» **Task details**
Rewrite the records below as a numbered list, one line per item, skipping any blank lines and omitting the pictures.

━━ Records shown ━━

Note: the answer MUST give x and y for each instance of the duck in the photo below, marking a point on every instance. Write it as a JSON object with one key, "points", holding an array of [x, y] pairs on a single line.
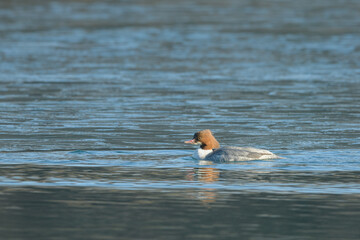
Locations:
{"points": [[210, 150]]}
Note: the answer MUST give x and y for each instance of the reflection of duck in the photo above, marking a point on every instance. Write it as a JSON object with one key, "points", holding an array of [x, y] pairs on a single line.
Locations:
{"points": [[210, 150], [205, 175]]}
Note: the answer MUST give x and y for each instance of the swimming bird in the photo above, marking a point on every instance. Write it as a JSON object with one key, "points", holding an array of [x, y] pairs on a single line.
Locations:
{"points": [[210, 150]]}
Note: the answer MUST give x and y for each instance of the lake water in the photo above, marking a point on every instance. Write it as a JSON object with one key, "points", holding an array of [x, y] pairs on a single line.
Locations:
{"points": [[97, 97]]}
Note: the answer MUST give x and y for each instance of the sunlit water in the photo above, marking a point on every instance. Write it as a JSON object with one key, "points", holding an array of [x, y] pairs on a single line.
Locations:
{"points": [[97, 97]]}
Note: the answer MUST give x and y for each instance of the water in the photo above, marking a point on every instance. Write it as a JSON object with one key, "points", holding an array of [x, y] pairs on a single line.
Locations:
{"points": [[97, 97]]}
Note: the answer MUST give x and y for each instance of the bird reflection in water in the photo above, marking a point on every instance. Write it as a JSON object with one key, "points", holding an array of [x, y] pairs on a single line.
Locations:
{"points": [[205, 175]]}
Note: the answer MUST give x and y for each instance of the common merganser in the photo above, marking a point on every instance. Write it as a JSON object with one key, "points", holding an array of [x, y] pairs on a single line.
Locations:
{"points": [[210, 150]]}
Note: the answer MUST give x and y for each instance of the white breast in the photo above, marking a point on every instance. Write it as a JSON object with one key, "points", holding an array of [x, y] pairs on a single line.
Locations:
{"points": [[201, 153]]}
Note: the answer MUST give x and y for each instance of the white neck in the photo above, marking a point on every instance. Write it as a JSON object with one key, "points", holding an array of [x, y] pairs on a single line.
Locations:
{"points": [[201, 153]]}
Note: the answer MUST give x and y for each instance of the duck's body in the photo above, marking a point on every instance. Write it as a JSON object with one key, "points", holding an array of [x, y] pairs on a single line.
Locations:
{"points": [[210, 150]]}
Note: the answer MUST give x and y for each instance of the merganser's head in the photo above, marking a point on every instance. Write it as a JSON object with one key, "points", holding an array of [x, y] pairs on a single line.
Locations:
{"points": [[206, 139]]}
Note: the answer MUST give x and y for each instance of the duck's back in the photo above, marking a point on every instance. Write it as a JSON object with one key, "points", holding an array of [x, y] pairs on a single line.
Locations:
{"points": [[231, 154]]}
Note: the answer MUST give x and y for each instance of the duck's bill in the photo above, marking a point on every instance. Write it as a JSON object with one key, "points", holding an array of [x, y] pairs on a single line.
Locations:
{"points": [[192, 141]]}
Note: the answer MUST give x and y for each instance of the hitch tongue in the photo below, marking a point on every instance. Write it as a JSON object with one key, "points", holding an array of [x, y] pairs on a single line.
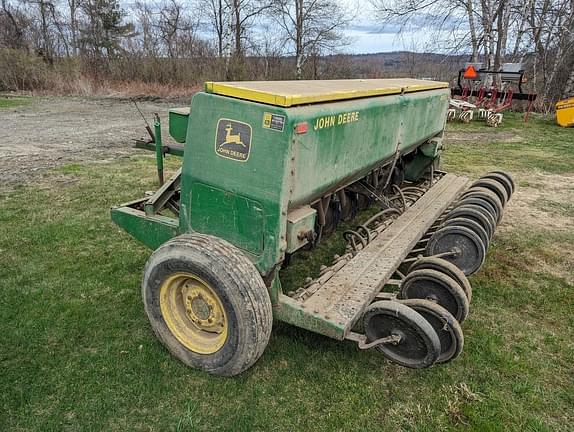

━━━

» **The completed task**
1. Note: the answer MUST give x and y for each instance of the duck in the photo below, marking a point on every instance. Write it as a JSON object with one key, "points", holding an array of [x, y] pairs on a single line.
2. Locations:
3. {"points": [[210, 150]]}
4. Note: the answer MUST give x and y for each instance of the reflection of duck in the photo above, marking a point on every instance. Write it as a JSON object with one key, "points", holding an array of [x, y] pairs on a single line.
5. Locations:
6. {"points": [[210, 150], [205, 175]]}
7. Note: the answer MUST give x and y for each instance of the swimming bird in the photo above, marking a point on every instance. Write it as a JSON object with one key, "points", holding an array of [x, y] pairs on a single line.
8. Locations:
9. {"points": [[210, 150]]}
10. Note: the answer MUST give x and y for each instance of the lake water in the photo above, marking a point on every instance. Write it as a JSON object with one key, "points", holding an array of [x, y] pairs on a single line.
11. Locations:
12. {"points": [[97, 97]]}
13. Note: the answer MUST give x and y for each instance of the sunlit water in the photo above, marking a point on every instance. Write it as a JSON object with one key, "points", holding an array of [x, y] pairs on a single line.
14. Locations:
15. {"points": [[97, 97]]}
16. Note: the answer MUST give x and y for each instance of the water in the photo above, marking a point on every instance. Write it as a JSON object with one key, "points", holding an array of [x, y] pairs on a single line.
17. Locations:
18. {"points": [[97, 97]]}
19. Note: the answer MUST give x and y for each instance of the bird reflection in water in the photo above, marking a point on every instance. Write it as a JSON object with one key, "points", holding an array of [x, y] pairs on a single line.
20. Locations:
21. {"points": [[205, 175]]}
22. Note: the answer MUST give x and y for each instance of the common merganser in the photo above, marking a point on every instance. Write it as a JSON object with one key, "points", holding an array of [x, y] pairs on a single line.
23. Locations:
24. {"points": [[210, 150]]}
25. Note: the answer MUST give x and y for each instance of the white breast in the photo above, marking a point on every instance. Write it as a JSON object with one key, "points", holding an array of [x, y] pairs on a single line.
26. Locations:
27. {"points": [[201, 153]]}
28. Note: the answer MUST give x and y for each instance of the white neck in the photo above, marking a point on every instance. Write it as a JSON object with one key, "points", holding an array of [x, y] pairs on a single line.
29. Locations:
30. {"points": [[201, 153]]}
31. Note: the answer MUST give x and y for each instance of the duck's body in the photo above, marking a point on every instance. Write it as a JSON object with one key, "points", holding an array of [x, y] pairs on a single line.
32. Locations:
33. {"points": [[210, 150]]}
34. Note: the answer MUST give x and y for each instance of the merganser's head in the photo above, marking a point on every instance. Write it as a JSON object with one key, "points", holding an array of [x, y] pairs on a single line.
35. Locations:
36. {"points": [[206, 139]]}
37. Note: the answer MUST give x and y for each instance of the duck's back in the photo above, marking a point on every instance. Write it as a JSON object with one key, "points", holding an array of [x, y] pairs on a single line.
38. Locations:
39. {"points": [[231, 154]]}
40. Note: the answer MUST give x and y for each instance of the duck's bill in the photo above, marking a point on every instance. Write it as a JSON object with one key, "points", holding an array of [x, y] pairs on a single line.
41. Locations:
42. {"points": [[192, 141]]}
43. Note: the answer MUST give x and y for each instance of the hitch tongue in the photo below, marking a point on every instance. Write it as a JSON object with one key, "points", holding an array of [x, y] pairs on a single line.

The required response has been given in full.